(Records for the task begins)
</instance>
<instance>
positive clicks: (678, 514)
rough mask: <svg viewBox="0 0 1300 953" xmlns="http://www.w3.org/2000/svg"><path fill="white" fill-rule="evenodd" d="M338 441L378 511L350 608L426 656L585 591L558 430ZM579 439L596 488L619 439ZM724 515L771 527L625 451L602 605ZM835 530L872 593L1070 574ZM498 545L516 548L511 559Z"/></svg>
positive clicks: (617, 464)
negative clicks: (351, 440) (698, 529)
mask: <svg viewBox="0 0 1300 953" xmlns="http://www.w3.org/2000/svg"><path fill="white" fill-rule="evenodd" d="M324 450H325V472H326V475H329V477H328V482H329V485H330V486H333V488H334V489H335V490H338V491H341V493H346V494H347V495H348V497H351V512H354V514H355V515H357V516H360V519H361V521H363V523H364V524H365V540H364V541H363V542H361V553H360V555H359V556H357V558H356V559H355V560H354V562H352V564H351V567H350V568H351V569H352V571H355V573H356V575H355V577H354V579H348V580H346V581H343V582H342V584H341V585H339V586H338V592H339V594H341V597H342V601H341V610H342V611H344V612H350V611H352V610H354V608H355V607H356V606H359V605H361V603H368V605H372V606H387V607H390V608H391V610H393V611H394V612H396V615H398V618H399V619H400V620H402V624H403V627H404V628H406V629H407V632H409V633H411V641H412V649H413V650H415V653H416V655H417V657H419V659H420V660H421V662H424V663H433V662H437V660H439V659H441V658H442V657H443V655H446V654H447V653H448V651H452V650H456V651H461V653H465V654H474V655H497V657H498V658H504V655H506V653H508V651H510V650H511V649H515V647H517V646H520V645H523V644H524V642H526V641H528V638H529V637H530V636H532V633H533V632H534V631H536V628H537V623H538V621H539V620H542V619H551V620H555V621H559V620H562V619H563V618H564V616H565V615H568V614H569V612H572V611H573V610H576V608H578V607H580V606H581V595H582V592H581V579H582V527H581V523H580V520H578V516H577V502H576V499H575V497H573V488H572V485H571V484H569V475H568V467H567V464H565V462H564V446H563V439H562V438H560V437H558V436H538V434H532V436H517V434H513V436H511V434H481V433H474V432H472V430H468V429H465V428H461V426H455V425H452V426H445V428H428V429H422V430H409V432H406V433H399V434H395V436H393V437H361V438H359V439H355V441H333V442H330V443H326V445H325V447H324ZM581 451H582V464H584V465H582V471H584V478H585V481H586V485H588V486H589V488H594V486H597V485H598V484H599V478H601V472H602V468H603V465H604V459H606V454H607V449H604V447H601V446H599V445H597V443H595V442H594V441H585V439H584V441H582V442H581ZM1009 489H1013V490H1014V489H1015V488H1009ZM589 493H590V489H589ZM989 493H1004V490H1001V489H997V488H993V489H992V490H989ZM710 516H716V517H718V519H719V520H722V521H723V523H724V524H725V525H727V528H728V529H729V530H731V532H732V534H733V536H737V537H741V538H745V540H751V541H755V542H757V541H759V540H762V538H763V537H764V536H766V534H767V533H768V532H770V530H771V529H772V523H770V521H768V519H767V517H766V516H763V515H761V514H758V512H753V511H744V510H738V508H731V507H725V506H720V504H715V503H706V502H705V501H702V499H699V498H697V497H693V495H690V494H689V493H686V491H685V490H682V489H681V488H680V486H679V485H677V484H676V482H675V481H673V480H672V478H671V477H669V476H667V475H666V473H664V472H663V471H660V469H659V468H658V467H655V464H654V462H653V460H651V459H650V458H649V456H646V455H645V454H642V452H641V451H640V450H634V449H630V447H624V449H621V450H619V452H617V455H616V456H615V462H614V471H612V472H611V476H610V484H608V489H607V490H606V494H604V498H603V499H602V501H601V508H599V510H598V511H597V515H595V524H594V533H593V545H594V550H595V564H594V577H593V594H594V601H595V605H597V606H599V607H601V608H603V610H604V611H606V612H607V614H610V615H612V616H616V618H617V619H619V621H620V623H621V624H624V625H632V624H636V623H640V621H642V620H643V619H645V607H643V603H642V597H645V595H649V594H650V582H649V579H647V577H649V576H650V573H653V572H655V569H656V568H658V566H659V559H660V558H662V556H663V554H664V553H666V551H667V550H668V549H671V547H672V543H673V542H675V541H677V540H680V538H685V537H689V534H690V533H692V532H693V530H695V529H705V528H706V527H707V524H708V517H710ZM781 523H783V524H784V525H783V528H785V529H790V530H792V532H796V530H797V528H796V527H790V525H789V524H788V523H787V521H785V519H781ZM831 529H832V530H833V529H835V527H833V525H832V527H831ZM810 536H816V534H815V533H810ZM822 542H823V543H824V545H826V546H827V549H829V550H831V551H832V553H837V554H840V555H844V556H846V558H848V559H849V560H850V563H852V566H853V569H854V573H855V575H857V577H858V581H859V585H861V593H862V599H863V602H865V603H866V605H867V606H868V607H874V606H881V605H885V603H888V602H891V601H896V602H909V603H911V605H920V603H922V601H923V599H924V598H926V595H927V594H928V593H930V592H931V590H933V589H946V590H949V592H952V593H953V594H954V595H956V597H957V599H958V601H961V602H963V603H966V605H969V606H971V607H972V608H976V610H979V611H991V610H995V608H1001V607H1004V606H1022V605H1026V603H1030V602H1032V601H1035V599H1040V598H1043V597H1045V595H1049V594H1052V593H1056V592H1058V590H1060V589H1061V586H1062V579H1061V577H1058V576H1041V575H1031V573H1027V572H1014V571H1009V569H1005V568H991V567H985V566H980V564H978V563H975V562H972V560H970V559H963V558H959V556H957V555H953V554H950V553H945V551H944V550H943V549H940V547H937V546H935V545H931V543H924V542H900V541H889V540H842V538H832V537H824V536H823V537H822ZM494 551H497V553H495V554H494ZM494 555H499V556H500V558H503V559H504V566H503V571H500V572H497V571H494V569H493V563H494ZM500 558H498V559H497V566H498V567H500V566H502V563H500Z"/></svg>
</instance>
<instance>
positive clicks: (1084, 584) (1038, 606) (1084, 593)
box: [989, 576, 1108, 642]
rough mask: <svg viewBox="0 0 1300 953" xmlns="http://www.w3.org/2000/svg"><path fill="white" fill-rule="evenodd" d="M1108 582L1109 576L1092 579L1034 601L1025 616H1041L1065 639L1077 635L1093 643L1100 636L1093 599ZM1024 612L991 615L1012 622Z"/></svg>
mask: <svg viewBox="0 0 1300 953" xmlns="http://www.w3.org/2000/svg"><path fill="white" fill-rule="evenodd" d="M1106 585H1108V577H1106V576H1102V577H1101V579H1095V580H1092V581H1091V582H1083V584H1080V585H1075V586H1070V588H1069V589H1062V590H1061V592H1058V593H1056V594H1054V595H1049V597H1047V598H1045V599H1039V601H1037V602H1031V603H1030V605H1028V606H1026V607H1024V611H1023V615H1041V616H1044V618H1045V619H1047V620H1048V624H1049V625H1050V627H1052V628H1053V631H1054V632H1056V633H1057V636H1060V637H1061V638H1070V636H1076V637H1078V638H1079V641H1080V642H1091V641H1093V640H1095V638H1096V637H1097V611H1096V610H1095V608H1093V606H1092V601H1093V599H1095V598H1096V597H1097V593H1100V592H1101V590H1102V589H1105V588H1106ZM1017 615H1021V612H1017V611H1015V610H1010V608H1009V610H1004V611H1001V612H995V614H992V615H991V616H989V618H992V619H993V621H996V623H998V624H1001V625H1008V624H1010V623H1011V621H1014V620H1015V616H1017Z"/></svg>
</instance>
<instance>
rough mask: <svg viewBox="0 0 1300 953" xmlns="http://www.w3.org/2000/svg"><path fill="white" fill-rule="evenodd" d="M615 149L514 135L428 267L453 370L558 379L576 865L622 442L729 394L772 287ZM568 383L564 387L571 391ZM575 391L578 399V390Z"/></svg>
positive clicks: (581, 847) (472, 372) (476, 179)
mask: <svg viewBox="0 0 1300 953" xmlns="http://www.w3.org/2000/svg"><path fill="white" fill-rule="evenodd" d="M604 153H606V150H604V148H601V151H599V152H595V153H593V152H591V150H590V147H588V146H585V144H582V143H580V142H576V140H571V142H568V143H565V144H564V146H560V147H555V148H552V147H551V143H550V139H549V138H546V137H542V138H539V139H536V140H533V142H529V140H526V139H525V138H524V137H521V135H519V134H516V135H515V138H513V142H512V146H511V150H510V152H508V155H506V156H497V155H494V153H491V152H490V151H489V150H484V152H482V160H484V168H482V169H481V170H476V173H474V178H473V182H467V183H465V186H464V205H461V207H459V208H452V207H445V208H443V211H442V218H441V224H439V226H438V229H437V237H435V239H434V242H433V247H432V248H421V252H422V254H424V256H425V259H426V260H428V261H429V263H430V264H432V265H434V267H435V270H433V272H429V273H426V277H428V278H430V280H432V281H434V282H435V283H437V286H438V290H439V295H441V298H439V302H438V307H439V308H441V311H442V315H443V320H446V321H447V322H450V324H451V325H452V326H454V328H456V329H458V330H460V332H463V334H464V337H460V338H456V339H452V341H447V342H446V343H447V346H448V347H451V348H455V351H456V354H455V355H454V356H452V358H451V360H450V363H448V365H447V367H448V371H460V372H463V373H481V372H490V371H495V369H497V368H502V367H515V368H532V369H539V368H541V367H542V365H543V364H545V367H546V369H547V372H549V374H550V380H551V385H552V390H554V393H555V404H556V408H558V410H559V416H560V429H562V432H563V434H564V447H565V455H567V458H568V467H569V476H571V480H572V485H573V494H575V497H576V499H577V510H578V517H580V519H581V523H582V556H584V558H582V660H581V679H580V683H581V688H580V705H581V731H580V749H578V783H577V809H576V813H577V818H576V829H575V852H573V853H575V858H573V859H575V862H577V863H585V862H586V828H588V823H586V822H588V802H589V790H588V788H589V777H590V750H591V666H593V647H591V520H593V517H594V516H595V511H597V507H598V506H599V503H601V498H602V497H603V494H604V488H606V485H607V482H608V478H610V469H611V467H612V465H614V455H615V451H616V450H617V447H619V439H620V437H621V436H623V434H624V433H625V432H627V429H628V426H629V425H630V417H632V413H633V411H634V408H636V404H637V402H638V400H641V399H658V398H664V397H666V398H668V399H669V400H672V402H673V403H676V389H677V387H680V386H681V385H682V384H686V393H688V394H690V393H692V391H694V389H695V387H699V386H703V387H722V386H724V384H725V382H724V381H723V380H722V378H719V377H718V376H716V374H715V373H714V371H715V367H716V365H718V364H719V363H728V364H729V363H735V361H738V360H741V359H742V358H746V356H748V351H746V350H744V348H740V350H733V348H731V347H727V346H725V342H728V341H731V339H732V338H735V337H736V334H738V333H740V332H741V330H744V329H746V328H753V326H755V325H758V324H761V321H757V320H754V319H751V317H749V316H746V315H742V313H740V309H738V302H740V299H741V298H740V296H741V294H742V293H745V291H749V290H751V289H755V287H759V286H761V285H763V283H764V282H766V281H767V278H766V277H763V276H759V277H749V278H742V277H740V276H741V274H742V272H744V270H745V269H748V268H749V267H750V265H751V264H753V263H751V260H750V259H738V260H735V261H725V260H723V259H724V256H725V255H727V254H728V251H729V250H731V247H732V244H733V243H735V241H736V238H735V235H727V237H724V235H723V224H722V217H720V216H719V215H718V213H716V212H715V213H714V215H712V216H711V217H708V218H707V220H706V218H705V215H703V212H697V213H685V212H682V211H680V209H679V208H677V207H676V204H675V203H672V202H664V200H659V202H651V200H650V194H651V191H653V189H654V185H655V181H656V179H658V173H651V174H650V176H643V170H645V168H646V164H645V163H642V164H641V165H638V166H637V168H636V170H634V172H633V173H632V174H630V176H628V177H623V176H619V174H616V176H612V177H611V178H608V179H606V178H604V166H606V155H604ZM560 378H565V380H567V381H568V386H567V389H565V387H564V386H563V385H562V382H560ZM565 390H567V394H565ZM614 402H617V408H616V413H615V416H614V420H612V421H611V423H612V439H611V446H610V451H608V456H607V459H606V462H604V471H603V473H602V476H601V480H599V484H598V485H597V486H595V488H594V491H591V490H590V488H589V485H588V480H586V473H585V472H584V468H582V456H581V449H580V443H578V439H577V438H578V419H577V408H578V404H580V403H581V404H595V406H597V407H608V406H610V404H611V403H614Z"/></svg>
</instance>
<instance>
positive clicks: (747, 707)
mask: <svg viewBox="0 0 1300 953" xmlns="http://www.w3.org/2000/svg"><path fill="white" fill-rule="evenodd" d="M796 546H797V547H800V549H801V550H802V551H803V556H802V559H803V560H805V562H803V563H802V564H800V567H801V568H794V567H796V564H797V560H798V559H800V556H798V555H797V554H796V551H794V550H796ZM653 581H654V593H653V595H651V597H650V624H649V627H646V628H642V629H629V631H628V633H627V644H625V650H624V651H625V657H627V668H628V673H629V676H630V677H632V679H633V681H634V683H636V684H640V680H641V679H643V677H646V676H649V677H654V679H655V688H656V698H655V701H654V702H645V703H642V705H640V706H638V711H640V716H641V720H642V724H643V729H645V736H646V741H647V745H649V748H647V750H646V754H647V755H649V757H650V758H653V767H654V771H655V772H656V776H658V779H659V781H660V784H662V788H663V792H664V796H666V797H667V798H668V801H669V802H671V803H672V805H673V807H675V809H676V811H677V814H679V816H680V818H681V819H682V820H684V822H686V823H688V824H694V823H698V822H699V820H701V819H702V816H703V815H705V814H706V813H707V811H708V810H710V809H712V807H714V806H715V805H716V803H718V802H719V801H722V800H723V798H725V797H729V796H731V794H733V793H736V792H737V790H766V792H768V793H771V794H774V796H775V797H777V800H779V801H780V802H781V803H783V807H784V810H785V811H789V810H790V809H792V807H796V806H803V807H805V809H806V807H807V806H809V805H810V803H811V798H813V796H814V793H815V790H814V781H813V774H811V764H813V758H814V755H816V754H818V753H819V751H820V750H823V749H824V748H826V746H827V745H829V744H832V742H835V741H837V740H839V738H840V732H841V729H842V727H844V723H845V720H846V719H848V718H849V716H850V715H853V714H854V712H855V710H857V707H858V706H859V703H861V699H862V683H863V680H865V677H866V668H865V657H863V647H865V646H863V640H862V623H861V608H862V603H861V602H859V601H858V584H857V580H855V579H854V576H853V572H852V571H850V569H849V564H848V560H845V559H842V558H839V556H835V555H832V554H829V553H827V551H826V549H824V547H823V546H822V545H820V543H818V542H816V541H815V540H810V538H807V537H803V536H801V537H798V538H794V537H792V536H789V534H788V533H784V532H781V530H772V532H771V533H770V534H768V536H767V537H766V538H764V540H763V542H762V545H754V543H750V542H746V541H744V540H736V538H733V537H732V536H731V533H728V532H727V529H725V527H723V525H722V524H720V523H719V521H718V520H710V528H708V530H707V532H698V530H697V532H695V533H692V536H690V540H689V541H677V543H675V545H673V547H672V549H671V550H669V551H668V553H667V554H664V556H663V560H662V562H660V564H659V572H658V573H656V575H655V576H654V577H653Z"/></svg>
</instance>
(Records for the task ends)
Exercise directions:
Transcribe the data word for word, everything from the very start down to and including the line containing "441L378 511L350 608L426".

Answer below:
</instance>
<instance>
positive clicks: (678, 514)
rough mask: <svg viewBox="0 0 1300 953" xmlns="http://www.w3.org/2000/svg"><path fill="white" fill-rule="evenodd" d="M338 441L378 511L350 608L426 656L585 591L558 430ZM579 439L596 488L619 439ZM724 515L771 527L625 451L602 605ZM835 530L872 593L1070 574ZM498 545L516 548L511 559Z"/></svg>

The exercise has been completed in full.